Republicans on both sides of the Capitol are generally unified in support of the Senate’s $4.59 billion supplemental relief bill for border agencies strained by record numbers of migrants crossing the southern border.
There’s just one problem: It’s not fully clear that President Donald Trump would sign the bipartisan measure, which was approved by the Senate Appropriations Committee on a 30-1 vote last Wednesday.
Sen. Richard C. Shelby, the Alabama Republican who is chairman of Senate Appropriations, said he hadn’t received assurances that Trump would back his bill. White House officials wouldn’t comment on the administration’s position on the Senate bill.
The Office of Management and Budget hasn’t issued a formal Statement of Administration Policy on the Senate version, though its veto threat statement on the $4.5 billion House border bill takes issue with a lack of funding for Immigration and Customs Enforcement detention beds in both measures.

** Dataset content **
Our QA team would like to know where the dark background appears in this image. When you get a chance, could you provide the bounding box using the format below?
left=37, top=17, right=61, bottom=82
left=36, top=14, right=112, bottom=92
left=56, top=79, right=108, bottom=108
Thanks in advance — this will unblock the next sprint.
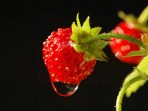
left=0, top=0, right=148, bottom=111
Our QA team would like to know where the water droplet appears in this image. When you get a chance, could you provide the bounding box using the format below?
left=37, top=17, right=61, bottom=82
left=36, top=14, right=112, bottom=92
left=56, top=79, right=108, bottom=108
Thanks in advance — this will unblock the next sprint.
left=52, top=82, right=79, bottom=97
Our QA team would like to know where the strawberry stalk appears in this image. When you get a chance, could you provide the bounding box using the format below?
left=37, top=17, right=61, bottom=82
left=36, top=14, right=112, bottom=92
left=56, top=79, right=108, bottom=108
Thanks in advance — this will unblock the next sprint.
left=71, top=14, right=145, bottom=61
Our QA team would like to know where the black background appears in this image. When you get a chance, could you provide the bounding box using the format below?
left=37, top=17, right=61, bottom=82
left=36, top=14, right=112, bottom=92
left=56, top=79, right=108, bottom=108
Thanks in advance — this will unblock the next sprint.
left=0, top=0, right=148, bottom=111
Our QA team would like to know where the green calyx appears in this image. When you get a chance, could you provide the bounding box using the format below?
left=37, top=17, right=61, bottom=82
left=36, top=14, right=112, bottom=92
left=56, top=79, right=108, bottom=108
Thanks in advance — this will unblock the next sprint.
left=118, top=6, right=148, bottom=32
left=71, top=14, right=108, bottom=61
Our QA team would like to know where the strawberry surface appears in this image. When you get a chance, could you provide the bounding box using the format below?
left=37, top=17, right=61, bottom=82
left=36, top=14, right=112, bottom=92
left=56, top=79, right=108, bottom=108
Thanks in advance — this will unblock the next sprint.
left=42, top=28, right=96, bottom=84
left=110, top=22, right=144, bottom=65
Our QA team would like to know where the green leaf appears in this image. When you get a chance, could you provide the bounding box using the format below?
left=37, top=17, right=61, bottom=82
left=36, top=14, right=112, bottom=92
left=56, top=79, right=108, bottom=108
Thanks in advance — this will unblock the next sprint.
left=76, top=13, right=81, bottom=28
left=90, top=27, right=102, bottom=35
left=123, top=49, right=147, bottom=57
left=123, top=56, right=148, bottom=97
left=82, top=16, right=91, bottom=33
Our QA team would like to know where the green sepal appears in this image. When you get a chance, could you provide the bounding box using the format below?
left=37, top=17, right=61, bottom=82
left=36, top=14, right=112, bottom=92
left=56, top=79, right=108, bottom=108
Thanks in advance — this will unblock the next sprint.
left=122, top=56, right=148, bottom=97
left=71, top=14, right=108, bottom=61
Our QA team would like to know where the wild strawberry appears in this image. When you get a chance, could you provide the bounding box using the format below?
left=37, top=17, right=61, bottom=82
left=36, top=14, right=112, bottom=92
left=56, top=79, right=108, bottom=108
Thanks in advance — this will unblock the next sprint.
left=110, top=7, right=148, bottom=65
left=42, top=13, right=106, bottom=95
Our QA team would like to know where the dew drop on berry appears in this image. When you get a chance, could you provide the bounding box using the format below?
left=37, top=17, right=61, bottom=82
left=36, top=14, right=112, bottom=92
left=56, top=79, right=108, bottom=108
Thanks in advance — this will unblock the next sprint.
left=52, top=82, right=79, bottom=97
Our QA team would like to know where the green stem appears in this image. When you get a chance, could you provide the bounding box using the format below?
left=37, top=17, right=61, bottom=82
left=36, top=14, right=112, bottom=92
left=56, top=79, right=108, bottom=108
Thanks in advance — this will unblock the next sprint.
left=86, top=33, right=145, bottom=48
left=138, top=6, right=148, bottom=24
left=116, top=75, right=148, bottom=111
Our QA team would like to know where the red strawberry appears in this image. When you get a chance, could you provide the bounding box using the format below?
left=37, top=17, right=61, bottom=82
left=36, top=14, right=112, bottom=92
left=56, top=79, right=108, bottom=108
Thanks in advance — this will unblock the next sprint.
left=43, top=16, right=106, bottom=93
left=110, top=7, right=148, bottom=65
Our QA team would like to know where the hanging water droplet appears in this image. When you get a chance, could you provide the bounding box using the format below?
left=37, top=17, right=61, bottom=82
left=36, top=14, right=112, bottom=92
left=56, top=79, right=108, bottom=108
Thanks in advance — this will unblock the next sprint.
left=52, top=82, right=79, bottom=97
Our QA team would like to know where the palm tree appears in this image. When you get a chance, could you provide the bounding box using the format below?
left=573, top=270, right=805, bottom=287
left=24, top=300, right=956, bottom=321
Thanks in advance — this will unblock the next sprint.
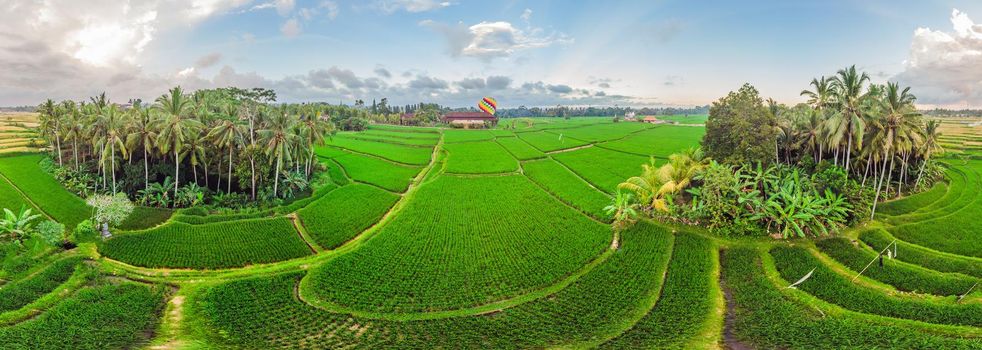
left=259, top=111, right=296, bottom=196
left=207, top=119, right=241, bottom=193
left=126, top=105, right=159, bottom=189
left=155, top=86, right=200, bottom=196
left=870, top=83, right=919, bottom=219
left=94, top=104, right=127, bottom=194
left=914, top=120, right=944, bottom=187
left=830, top=66, right=869, bottom=171
left=62, top=101, right=85, bottom=171
left=604, top=191, right=638, bottom=231
left=38, top=98, right=64, bottom=166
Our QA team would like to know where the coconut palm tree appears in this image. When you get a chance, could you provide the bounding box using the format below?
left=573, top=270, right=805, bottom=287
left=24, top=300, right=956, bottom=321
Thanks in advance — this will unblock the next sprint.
left=126, top=105, right=160, bottom=189
left=830, top=65, right=869, bottom=171
left=62, top=100, right=85, bottom=171
left=259, top=111, right=296, bottom=196
left=94, top=104, right=127, bottom=194
left=914, top=120, right=944, bottom=187
left=155, top=86, right=201, bottom=196
left=207, top=119, right=242, bottom=193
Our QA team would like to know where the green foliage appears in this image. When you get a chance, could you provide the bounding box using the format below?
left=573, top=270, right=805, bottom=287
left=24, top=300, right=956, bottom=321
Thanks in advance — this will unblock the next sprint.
left=721, top=247, right=982, bottom=349
left=702, top=84, right=777, bottom=165
left=515, top=130, right=588, bottom=152
left=85, top=193, right=133, bottom=227
left=770, top=247, right=982, bottom=327
left=0, top=283, right=164, bottom=350
left=327, top=138, right=432, bottom=165
left=0, top=257, right=82, bottom=313
left=34, top=220, right=65, bottom=247
left=197, top=223, right=673, bottom=349
left=0, top=155, right=91, bottom=227
left=297, top=184, right=399, bottom=249
left=328, top=153, right=421, bottom=192
left=597, top=123, right=706, bottom=158
left=0, top=207, right=41, bottom=244
left=495, top=137, right=546, bottom=160
left=305, top=175, right=610, bottom=312
left=443, top=142, right=518, bottom=174
left=522, top=159, right=610, bottom=219
left=552, top=147, right=649, bottom=194
left=603, top=233, right=720, bottom=349
left=816, top=238, right=977, bottom=295
left=99, top=218, right=311, bottom=269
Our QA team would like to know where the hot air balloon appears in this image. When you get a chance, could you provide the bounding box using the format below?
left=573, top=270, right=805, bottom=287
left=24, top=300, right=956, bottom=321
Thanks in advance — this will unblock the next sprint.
left=477, top=97, right=498, bottom=115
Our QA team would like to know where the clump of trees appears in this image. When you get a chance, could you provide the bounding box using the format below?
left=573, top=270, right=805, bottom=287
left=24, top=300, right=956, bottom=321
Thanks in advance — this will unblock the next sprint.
left=615, top=66, right=943, bottom=237
left=38, top=87, right=350, bottom=207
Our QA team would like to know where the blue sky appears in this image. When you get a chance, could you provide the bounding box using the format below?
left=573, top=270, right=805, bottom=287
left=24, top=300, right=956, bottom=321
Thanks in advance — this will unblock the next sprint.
left=0, top=0, right=982, bottom=107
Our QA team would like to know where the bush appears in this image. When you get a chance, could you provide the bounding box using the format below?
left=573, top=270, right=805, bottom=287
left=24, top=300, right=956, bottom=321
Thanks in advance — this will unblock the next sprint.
left=34, top=220, right=65, bottom=246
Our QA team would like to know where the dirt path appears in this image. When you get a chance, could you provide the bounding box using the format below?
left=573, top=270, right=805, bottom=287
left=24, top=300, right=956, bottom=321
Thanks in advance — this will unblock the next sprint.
left=719, top=250, right=754, bottom=350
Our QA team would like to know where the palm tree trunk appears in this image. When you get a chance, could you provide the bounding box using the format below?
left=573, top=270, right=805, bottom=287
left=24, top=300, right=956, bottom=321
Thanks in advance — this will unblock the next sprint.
left=914, top=152, right=931, bottom=188
left=843, top=135, right=852, bottom=173
left=225, top=143, right=232, bottom=194
left=273, top=155, right=283, bottom=197
left=174, top=145, right=181, bottom=199
left=109, top=142, right=116, bottom=194
left=861, top=155, right=873, bottom=187
left=249, top=154, right=256, bottom=200
left=143, top=147, right=150, bottom=190
left=55, top=131, right=65, bottom=167
left=72, top=139, right=78, bottom=171
left=869, top=150, right=887, bottom=220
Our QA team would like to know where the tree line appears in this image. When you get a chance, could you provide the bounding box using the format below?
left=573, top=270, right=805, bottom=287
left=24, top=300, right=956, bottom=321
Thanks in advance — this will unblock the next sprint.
left=609, top=66, right=943, bottom=237
left=38, top=87, right=348, bottom=207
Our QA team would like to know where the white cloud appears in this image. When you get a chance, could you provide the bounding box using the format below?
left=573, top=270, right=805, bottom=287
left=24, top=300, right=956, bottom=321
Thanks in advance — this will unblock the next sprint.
left=320, top=0, right=340, bottom=21
left=893, top=9, right=982, bottom=107
left=521, top=9, right=532, bottom=23
left=375, top=0, right=451, bottom=13
left=280, top=18, right=301, bottom=38
left=419, top=20, right=573, bottom=60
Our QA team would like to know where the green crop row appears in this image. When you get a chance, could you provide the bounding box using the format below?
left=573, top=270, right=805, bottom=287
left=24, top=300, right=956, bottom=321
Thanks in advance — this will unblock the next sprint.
left=598, top=125, right=706, bottom=157
left=816, top=238, right=978, bottom=295
left=197, top=223, right=673, bottom=349
left=495, top=137, right=546, bottom=160
left=883, top=166, right=982, bottom=225
left=876, top=182, right=948, bottom=216
left=0, top=257, right=82, bottom=313
left=722, top=247, right=982, bottom=349
left=99, top=217, right=311, bottom=269
left=304, top=175, right=610, bottom=312
left=321, top=137, right=432, bottom=165
left=553, top=147, right=649, bottom=193
left=0, top=283, right=164, bottom=350
left=517, top=130, right=589, bottom=152
left=443, top=141, right=518, bottom=174
left=443, top=129, right=494, bottom=143
left=358, top=128, right=440, bottom=139
left=297, top=184, right=399, bottom=249
left=551, top=123, right=651, bottom=142
left=0, top=175, right=40, bottom=214
left=368, top=124, right=440, bottom=134
left=333, top=153, right=421, bottom=192
left=0, top=155, right=92, bottom=229
left=604, top=233, right=720, bottom=349
left=859, top=229, right=982, bottom=278
left=770, top=247, right=982, bottom=327
left=522, top=159, right=611, bottom=220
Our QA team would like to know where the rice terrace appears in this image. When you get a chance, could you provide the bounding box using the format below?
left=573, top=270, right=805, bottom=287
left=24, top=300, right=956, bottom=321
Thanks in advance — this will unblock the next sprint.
left=0, top=0, right=982, bottom=349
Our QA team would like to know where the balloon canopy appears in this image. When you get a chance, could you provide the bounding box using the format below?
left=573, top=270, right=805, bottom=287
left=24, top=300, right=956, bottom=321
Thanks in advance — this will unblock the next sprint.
left=477, top=97, right=498, bottom=115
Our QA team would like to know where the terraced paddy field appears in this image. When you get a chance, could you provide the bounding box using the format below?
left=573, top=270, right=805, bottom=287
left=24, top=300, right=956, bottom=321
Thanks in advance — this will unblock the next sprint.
left=0, top=118, right=982, bottom=349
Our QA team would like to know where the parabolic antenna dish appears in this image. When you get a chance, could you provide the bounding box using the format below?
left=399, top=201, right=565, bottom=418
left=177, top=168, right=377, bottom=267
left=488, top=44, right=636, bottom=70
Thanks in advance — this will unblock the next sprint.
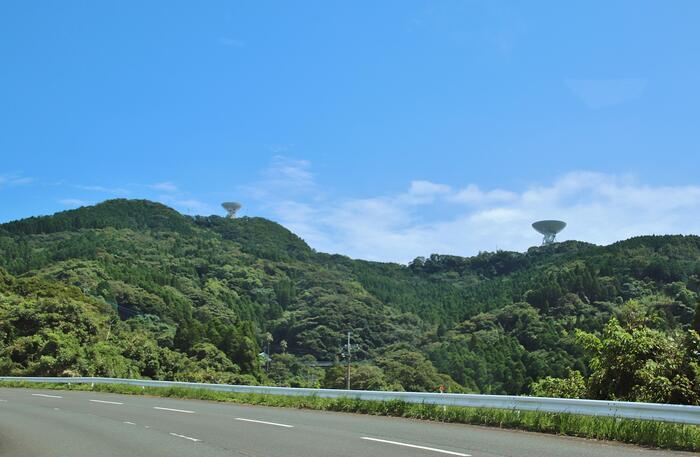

** Directions **
Echo the passage from the article on the border relief bill starting at "Sen. Richard C." and ending at "in both measures.", copying it word for word.

** Output below **
Sen. Richard C. Shelby, the Alabama Republican who is chairman of Senate Appropriations, said he hadn’t received assurances that Trump would back his bill. White House officials wouldn’t comment on the administration’s position on the Senate bill.
The Office of Management and Budget hasn’t issued a formal Statement of Administration Policy on the Senate version, though its veto threat statement on the $4.5 billion House border bill takes issue with a lack of funding for Immigration and Customs Enforcement detention beds in both measures.